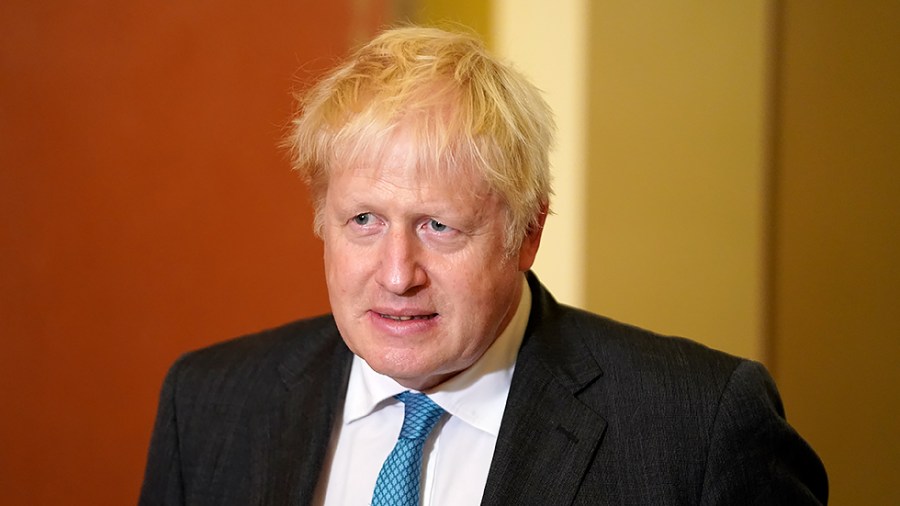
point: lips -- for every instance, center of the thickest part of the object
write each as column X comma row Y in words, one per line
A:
column 405, row 318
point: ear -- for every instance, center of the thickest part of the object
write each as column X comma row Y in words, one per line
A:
column 532, row 240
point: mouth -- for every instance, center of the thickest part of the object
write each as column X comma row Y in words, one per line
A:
column 405, row 318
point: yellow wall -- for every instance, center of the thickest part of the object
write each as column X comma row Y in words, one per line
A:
column 837, row 280
column 676, row 207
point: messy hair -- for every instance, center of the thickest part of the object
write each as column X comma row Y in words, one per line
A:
column 466, row 110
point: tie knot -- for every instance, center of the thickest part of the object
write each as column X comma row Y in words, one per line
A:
column 420, row 416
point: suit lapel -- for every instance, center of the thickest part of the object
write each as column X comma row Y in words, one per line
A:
column 292, row 438
column 548, row 436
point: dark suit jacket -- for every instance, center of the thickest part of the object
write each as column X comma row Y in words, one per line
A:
column 598, row 413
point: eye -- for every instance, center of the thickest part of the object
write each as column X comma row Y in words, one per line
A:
column 362, row 219
column 437, row 226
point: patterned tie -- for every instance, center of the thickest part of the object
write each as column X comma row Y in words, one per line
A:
column 398, row 481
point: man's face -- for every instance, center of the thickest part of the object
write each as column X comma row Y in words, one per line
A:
column 418, row 280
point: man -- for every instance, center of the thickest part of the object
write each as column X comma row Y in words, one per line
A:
column 427, row 163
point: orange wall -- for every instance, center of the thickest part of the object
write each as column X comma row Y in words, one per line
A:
column 146, row 210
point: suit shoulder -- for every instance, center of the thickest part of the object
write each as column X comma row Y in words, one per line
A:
column 623, row 348
column 254, row 362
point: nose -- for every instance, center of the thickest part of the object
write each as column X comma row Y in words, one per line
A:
column 400, row 268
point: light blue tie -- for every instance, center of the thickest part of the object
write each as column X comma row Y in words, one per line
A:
column 398, row 481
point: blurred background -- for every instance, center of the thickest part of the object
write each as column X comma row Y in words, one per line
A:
column 728, row 171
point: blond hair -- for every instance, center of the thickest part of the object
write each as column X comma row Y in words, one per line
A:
column 467, row 112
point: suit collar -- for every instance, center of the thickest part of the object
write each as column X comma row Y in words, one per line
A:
column 548, row 436
column 567, row 357
column 292, row 438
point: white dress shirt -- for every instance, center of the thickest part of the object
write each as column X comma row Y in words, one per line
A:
column 457, row 455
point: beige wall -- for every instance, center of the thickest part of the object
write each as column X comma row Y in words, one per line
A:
column 677, row 153
column 837, row 280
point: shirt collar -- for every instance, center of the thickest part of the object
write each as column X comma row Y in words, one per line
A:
column 477, row 396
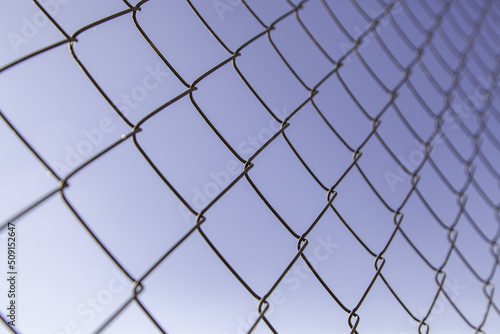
▬▬▬
Give the lines from the one containing "point: orange wall" through the end of the records as a numbered list, with both ends included and blank lines left out. Leave the pictures out.

1. point: orange wall -- for every instance, center of the thickest part of the object
2. write each as column X comma row Y in words, one per line
3. A:
4. column 146, row 210
5. point: suit shoulder -- for every instance, center of the thickest part of the object
6. write each as column X comma row Y in words, one per line
7. A:
8. column 623, row 348
9. column 254, row 362
10. point: nose -- for every instance, center of the thickest part of the object
11. write each as column X comma row Y in words, one per line
12. A:
13. column 400, row 268
14. point: light blue tie -- for every instance, center of the thickest part of the object
15. write each as column X comma row Y in words, one per line
16. A:
17. column 398, row 481
18. point: blurred background -- for every instance, center of the thickest part of the object
19. write each as column X comma row Y in words, one per line
20. A:
21. column 728, row 171
22. point: blond hair -- for every instance, center of the thickest part of the object
23. write each as column X comma row Y in words, one per line
24. A:
25. column 467, row 112
26. point: suit collar -- for every instance, center of the thickest part of the object
27. write each as column X comma row Y in words, one per line
28. A:
29. column 548, row 436
30. column 567, row 357
31. column 292, row 438
32. point: white dress shirt -- for every instance, center of the thickest part of the object
33. write each as column X comma row Y in words, one per line
34. A:
35. column 457, row 455
36. point: beige wall -- for every instance, center of the thickest part of the object
37. write each as column X comma row Y in words, one per line
38. A:
39. column 677, row 153
40. column 837, row 280
41. point: shirt collar -- for every instance, center of the thickest part of the object
42. write each as column X comma row Y in words, one per line
43. A:
44. column 477, row 396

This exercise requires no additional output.